In addition, it is worth noting that many areas on the periphery of Addis Ababa retain a very rural character, with agricultural land-use practices still predominating and only limited urban development. So it remains to be seen whether the classification as an extended metropolitan region or mega-city would be an accurate description, given many areas close to Addis could not really be considered as ‘metropolitan’ in the conventional sense.
The next reference in the report to Addis Ababa is regarding the city’s “urban greening strategies.” In this section it mentions the construction of the new light rail, the management of ecosystems that provide critical environmental goods and service to the city, and the establishment of green growth priorities. There isn’t enough detail to make any judgements on the information presented in this part of the report. But suffice to say these strategies are still yet to prove themselves as making a significant contribution to the environmental sustainability of the city.
Population and Urbanisation rates in East Africa
According to the data contained in this section of the report, Addis Ababa is the third largest city in the region with a population of just under 3 million in 2011. Albeit is projected to have the slowest urban growth rate of the nine largest cities in East Africa from 2010 to 2020, reaching a population of 4.7 million by 2025. This seems at odds with the report’s earlier prediction about the Extended Metropolitan Region of Addis Ababa becoming a de facto mega-city, given that implies a population of over 10 million (unless they are expecting another 3-4 million people to be living in the urban corridors).
It is also worth highlighting that Ethiopia remains a predominantly rural population with only about 4% of the total population living in Addis Ababa itself. As such, there is the potential for the projected population growth rate of the city to increase dramatically, due to an influx of people from rural areas as a result of climate change or other factors that could trigger rural-urban migration. Therefore, the projected growth trends given in the report need to be taken with some caution.

Material for the task:
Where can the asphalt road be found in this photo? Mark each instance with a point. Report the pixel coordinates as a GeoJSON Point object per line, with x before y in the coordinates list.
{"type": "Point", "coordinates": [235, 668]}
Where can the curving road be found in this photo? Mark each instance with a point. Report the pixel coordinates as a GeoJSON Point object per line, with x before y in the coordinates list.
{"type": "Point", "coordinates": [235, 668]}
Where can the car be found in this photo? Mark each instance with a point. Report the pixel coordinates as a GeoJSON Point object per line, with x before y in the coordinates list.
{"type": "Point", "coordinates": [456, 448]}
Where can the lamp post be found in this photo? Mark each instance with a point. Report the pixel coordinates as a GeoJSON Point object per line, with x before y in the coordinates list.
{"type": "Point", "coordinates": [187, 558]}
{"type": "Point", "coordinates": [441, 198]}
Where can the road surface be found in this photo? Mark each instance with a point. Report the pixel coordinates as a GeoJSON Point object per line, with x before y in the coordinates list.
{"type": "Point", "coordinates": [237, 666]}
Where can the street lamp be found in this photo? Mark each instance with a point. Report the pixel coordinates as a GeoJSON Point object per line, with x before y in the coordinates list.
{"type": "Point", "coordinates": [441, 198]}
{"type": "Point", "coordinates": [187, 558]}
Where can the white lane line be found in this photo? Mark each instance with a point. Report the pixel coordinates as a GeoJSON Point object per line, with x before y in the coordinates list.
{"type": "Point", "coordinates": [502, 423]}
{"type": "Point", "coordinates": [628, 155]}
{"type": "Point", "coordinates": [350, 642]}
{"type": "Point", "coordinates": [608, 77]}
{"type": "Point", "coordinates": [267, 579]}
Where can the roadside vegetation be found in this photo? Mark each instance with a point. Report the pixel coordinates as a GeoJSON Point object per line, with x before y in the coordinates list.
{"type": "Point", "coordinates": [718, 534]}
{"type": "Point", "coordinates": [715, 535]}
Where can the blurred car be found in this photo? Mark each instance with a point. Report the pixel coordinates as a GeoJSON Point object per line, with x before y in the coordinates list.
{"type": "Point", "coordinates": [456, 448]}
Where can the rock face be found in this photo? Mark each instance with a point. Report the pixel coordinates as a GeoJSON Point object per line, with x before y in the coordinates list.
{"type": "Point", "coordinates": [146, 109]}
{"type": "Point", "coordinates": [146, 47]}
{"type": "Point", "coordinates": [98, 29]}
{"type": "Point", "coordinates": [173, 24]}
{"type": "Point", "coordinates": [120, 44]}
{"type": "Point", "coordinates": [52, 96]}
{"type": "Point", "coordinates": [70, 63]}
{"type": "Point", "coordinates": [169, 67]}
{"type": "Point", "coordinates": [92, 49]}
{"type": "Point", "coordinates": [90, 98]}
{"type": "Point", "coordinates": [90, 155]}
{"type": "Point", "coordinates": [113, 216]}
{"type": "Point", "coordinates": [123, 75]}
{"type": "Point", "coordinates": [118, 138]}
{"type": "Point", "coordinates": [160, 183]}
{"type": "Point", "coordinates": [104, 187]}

What you will do:
(a) Report every line of the records that contains the word "lamp", treating uppercase and lowercase letters as distinct.
(b) Go on with the commentary on Addis Ababa's urban growth, starting after its final sentence.
The text and the records are unrelated to one another.

Results in order:
(a)
Where can the lamp post be found in this photo? Mark each instance with a point. Report the pixel coordinates as a GeoJSON Point object per line, with x before y in the coordinates list.
Where can the street lamp be found in this photo? Mark each instance with a point. Report the pixel coordinates as a GeoJSON Point object per line, with x before y in the coordinates list.

(b)
Poverty and Inequality
In this section the report states that Addis Ababa had an unemployment rate of 31% in 2008 (presumably this refers to formal employment). The accuracy and usefulness of this statistics is questionable, given that the data is somewhat dated and the important role played by the informal sector in the city. I can’t help but wonder if this figure would be very different now due to all the urban development and construction activities occurring across the city, which is providing employment opportunities but also negatively affecting some small businesses. However, it is very difficult to assess these figures based on my experience alone.
The report states that Addis Ababa has the highest proportion and the highest absolute number of slum dwellers in the East Africa region. I certainly can’t dispute these figures as I have seen many of these so-called ‘informal settlements’ across all parts of the city. However, many of the houses in the informal settlements in Addis Ababa are made from traditional materials (mud, timber and straw). As a result, the character of informal settlements in Addis Ababa is somewhat unique compared to the other African cities I have visited, such as Nairobi, Durban, and Cape Town, where informal housing often consists of corrugated iron shacks or a combination of corrugated iron and concrete bricks.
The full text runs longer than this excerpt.